**Prompt:** Repeat the data that follows, word for word, without the images.
= = =
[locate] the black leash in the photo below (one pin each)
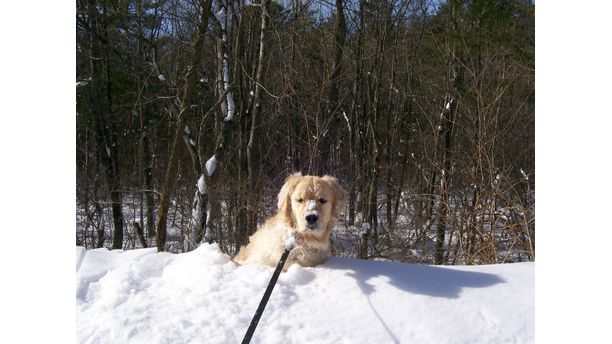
(266, 297)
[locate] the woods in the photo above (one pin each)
(190, 115)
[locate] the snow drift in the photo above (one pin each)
(142, 296)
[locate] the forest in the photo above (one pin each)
(190, 114)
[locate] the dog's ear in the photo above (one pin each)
(339, 195)
(284, 201)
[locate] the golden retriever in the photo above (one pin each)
(308, 207)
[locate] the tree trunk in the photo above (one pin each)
(107, 152)
(190, 82)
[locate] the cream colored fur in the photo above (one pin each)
(299, 196)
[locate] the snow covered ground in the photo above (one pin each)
(141, 296)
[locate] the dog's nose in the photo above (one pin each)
(311, 218)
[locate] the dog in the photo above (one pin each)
(308, 208)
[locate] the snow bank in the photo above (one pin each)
(142, 296)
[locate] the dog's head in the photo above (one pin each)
(311, 204)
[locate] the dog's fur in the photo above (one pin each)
(300, 196)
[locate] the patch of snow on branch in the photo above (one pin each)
(211, 165)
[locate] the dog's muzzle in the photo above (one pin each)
(311, 221)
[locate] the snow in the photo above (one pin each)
(211, 165)
(201, 185)
(142, 296)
= = =
**Exercise result:**
[locate] the black leash in the photo below (one pin each)
(266, 297)
[locate] the woods in the photo above (one pin each)
(190, 115)
[locate] the snow drift in the photo above (one pin each)
(142, 296)
[locate] the forest in the photo above (one pin each)
(190, 114)
[locate] the dog's ear in the photo above (one pin each)
(339, 195)
(284, 201)
[locate] the golden retriever in the photo above (one pin each)
(308, 207)
[locate] the tree trunk in the photo above (one pin each)
(107, 152)
(190, 82)
[locate] the cream colored fur in the photo above (one pin each)
(299, 196)
[locate] the snow covered ground in the photo above (one pin each)
(141, 296)
[locate] the dog's nose in the photo above (one pin each)
(311, 218)
[locate] the dog in the photo above (one pin each)
(308, 208)
[locate] the snow bank in the photo above (one pin each)
(142, 296)
[locate] the dog's head in the photo above (one pin each)
(311, 204)
[locate] the dog's fur in the photo above (one pin each)
(300, 196)
[locate] the patch of snow on branch in the photo above (one pin each)
(211, 165)
[locate] the dog's muzzle in the photo above (one pin each)
(311, 221)
[locate] the snow in the photo above (one pin each)
(211, 165)
(201, 185)
(142, 296)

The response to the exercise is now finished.